** SOURCE **
==*==
[caption id="attachment_1516" align="alignright" width="150" caption="Gold"][/caption]
During the recent stock market rally, it was easy for investors to get complacent about the future and engage in reckless speculation. The common refrain is that there is nothing much to fear except fear itself. After all, esteemed economics professors, including Paul Krugman, have ascertained that the worst is over.
Nevertheless, in the short term, the stock market rally is almost done. Window-dressing and opportunistic trading aside, we can expect a consolidation or downward correction. If you are sitting on cash, well, liquidity never hurts. If you are vested in blue-chips and getting attractive dividends, just maintain the status quo.
I won’t be looking at stocks for a while. Inaction is a decision too when it comes to safe investing. Of course, you can always add to your portoflio if you are a long-term investor. For the time being, I am keen to accumulate gold. We may still be in a deflationary environment but the impending inflation from all the printed money is no laughing matter.
==*==
** INFORMATION SUPPLIED **

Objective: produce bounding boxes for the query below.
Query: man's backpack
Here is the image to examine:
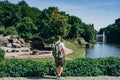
==*==
** SHORT EXERCISE 1 **
Repeat the stretch of the stock market post from "Nevertheless, in the" through "the status quo.".
** SHORT EXERCISE 2 **
According to the stock market post, what is the writer keen to accumulate for the time being?
The lines have no connection to the post about the stock market rally.

** EXERCISE ANSWER 1 **
Nevertheless, in the short term, the stock market rally is almost done. Window-dressing and opportunistic trading aside, we can expect a consolidation or downward correction. If you are sitting on cash, well, liquidity never hurts. If you are vested in blue-chips and getting attractive dividends, just maintain the status quo.

** EXERCISE ANSWER 2 **
Gold.